REQUIRED WORK:
Begin at the line containing "label: man's shorts" in the entries below and end at the line containing "label: tree line"; transcribe that range exactly and nothing outside it.

----- DATA SHOWN -----

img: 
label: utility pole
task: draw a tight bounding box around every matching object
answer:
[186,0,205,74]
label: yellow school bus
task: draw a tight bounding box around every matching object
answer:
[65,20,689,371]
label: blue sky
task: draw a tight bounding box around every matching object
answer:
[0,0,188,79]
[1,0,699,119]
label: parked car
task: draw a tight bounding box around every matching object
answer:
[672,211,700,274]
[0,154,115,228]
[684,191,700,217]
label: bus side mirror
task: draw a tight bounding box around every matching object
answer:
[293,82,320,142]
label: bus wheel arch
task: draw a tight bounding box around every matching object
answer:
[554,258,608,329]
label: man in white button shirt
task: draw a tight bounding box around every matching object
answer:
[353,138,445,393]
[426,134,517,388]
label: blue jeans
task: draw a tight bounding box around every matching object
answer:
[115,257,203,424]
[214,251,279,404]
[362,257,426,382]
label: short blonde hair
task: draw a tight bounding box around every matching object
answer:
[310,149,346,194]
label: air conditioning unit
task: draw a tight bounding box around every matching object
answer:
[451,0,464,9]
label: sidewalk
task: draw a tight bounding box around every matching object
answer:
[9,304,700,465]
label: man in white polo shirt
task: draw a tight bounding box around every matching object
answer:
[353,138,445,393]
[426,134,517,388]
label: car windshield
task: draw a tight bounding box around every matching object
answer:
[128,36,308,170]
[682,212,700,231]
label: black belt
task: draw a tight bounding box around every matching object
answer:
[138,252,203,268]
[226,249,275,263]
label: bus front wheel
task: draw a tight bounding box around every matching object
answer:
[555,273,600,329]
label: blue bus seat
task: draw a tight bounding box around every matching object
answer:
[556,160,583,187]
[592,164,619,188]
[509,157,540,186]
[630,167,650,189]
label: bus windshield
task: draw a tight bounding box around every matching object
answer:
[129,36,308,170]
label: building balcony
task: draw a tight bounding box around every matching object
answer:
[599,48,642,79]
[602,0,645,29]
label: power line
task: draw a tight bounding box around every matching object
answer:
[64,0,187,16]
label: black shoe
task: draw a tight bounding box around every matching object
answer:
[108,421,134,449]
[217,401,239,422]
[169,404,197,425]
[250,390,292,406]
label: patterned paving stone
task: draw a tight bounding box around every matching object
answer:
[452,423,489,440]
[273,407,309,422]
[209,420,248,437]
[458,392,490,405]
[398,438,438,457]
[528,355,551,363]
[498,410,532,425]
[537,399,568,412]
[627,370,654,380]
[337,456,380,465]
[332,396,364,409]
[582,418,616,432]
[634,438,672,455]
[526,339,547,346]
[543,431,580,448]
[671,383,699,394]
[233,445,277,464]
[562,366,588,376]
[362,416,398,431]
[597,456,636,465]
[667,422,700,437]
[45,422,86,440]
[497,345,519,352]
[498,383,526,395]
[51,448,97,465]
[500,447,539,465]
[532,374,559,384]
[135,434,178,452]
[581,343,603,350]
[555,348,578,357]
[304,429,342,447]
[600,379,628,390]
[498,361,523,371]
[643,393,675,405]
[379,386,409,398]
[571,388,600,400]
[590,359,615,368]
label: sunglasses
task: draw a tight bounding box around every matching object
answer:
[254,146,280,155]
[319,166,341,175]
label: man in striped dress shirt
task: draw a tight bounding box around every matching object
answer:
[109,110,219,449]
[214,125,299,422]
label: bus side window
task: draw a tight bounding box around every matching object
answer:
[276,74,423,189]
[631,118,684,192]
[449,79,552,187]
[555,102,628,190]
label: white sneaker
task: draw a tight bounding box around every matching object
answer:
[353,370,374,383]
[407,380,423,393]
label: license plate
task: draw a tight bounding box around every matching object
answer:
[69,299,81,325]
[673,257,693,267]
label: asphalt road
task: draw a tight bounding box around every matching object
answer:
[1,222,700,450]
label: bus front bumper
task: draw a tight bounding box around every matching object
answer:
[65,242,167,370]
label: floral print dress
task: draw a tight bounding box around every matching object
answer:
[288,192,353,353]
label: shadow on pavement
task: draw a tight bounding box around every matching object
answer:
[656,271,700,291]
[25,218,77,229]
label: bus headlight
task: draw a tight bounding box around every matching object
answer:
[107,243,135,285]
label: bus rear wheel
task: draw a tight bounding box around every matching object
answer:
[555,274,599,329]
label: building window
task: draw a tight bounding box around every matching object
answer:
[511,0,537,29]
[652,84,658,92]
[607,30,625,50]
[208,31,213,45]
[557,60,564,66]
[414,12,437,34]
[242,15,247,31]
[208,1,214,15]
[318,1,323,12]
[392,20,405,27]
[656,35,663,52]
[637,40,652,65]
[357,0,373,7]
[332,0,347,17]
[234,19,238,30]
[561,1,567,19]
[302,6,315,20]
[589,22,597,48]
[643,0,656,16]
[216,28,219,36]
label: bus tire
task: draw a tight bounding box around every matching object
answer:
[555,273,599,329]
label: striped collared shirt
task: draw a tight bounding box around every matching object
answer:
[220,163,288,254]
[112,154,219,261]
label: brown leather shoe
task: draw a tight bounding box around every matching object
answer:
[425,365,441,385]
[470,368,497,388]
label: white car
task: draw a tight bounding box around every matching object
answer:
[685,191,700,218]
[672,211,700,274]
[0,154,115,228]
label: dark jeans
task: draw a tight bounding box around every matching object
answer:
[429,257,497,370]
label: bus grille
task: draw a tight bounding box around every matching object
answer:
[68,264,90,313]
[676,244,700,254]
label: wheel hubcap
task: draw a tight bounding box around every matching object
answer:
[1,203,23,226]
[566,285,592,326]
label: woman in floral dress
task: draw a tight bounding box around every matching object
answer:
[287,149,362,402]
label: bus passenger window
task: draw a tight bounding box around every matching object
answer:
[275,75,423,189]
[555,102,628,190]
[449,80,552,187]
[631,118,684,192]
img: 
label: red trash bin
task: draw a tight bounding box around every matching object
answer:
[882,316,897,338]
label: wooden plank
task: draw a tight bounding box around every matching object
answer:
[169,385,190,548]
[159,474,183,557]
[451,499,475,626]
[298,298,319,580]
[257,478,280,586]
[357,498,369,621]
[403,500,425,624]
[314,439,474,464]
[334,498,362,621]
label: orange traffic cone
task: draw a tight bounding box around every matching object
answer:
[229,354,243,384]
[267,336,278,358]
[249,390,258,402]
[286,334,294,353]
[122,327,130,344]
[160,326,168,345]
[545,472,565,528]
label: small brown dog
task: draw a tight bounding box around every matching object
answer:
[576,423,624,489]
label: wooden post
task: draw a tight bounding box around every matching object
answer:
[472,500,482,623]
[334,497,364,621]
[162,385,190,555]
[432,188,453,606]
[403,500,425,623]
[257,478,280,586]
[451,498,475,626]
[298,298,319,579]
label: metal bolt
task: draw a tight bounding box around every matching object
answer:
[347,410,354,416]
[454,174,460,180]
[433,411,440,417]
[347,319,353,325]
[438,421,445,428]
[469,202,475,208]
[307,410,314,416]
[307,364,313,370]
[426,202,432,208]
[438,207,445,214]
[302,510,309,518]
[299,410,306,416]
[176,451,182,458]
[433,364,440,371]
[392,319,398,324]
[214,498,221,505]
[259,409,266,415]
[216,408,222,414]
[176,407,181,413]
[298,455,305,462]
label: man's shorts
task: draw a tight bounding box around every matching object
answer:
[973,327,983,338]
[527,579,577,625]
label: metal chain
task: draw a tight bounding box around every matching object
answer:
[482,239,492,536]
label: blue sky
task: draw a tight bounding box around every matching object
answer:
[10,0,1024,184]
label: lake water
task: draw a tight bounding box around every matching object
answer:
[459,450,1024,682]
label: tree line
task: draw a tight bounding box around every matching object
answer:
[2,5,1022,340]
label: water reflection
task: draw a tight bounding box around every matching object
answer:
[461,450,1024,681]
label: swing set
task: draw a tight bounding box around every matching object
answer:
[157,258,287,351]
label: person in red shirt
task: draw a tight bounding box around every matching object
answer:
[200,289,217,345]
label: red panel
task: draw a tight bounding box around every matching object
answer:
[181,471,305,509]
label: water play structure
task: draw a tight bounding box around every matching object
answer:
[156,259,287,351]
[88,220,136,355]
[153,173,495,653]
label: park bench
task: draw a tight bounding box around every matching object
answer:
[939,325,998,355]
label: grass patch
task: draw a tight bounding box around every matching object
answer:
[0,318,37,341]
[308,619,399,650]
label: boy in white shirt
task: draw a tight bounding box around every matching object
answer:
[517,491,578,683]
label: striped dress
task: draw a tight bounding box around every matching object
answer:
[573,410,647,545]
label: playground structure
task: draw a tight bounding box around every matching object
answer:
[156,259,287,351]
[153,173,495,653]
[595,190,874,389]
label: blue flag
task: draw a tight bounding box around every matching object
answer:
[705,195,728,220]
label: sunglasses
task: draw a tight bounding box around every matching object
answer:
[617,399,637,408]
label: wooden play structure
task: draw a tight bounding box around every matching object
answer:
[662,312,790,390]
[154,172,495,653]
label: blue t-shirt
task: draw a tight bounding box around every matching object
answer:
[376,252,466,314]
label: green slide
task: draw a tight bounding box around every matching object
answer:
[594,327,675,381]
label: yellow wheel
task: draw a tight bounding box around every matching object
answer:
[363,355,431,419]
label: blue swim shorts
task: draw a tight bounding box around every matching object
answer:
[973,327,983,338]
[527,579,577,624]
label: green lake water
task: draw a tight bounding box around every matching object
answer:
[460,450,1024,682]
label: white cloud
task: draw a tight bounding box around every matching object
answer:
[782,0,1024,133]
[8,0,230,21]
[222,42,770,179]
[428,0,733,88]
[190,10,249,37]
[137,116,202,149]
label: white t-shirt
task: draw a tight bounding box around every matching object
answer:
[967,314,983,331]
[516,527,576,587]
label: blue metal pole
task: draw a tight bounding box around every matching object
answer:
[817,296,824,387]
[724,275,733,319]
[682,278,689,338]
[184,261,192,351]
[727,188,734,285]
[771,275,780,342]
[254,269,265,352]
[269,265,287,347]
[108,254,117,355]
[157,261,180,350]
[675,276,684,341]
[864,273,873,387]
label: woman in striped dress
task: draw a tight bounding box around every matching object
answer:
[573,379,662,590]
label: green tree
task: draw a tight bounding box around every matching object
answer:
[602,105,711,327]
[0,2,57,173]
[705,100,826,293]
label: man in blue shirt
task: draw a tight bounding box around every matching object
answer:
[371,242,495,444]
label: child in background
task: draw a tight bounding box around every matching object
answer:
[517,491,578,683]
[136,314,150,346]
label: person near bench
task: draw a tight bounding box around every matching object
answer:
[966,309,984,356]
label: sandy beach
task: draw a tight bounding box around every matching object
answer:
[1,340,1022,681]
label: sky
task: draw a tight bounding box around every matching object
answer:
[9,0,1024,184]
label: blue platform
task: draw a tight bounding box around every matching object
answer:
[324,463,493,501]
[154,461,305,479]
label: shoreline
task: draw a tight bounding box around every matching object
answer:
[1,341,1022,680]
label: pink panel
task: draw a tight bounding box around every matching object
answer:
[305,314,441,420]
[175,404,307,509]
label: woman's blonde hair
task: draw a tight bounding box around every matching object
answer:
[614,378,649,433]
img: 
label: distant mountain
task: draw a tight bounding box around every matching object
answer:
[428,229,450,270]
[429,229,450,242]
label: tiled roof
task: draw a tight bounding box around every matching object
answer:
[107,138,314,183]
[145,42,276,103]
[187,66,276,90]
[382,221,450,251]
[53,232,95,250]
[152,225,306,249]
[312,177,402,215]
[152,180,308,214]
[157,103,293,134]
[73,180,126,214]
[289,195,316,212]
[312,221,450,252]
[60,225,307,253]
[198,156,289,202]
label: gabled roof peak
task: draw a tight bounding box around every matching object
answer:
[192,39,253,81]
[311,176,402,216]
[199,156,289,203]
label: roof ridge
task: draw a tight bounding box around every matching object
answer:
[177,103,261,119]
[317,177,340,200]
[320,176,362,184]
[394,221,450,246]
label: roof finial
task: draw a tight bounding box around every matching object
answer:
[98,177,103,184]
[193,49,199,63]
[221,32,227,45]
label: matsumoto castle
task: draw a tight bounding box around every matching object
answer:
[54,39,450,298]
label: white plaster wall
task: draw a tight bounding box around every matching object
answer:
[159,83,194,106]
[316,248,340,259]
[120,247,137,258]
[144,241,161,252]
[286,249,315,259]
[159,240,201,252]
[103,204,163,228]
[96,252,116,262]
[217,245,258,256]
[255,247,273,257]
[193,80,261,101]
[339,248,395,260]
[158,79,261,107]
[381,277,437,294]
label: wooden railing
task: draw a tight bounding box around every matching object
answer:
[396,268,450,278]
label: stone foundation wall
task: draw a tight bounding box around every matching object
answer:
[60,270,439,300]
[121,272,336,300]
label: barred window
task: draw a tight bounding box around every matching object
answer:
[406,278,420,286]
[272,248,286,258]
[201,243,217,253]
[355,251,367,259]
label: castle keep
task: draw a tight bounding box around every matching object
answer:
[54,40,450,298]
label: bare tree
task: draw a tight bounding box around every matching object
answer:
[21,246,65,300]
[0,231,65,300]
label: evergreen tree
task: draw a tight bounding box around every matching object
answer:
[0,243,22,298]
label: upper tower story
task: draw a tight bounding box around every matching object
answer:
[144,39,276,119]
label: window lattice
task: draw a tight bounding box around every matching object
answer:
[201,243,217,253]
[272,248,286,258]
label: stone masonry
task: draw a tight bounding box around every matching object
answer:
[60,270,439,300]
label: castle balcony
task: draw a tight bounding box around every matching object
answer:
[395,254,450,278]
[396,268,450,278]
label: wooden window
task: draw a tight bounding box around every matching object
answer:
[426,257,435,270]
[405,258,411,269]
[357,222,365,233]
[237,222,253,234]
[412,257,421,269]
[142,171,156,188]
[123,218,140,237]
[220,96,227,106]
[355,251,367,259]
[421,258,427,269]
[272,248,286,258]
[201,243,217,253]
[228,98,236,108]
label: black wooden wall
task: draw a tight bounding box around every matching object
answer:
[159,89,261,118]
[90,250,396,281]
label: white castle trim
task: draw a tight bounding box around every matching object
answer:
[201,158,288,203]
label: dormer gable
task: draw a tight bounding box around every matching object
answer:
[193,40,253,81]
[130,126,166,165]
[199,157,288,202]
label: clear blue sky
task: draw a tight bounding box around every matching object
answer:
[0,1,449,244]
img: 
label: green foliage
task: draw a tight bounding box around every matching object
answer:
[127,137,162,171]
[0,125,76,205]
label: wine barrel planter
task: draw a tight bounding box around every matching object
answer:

-----

RESPONSE:
label: man's shorts
task: draw a tight bounding box around every matching object
answer:
[973,327,983,338]
[527,579,577,625]
label: metal chain
task: draw a tight bounding box around every matching object
answer:
[482,239,492,536]
label: blue sky
task: draw a tight bounding box around every matching object
answer:
[10,0,1024,184]
label: lake water
task: draw a tight bounding box around every matching object
answer:
[459,450,1024,682]
label: tree line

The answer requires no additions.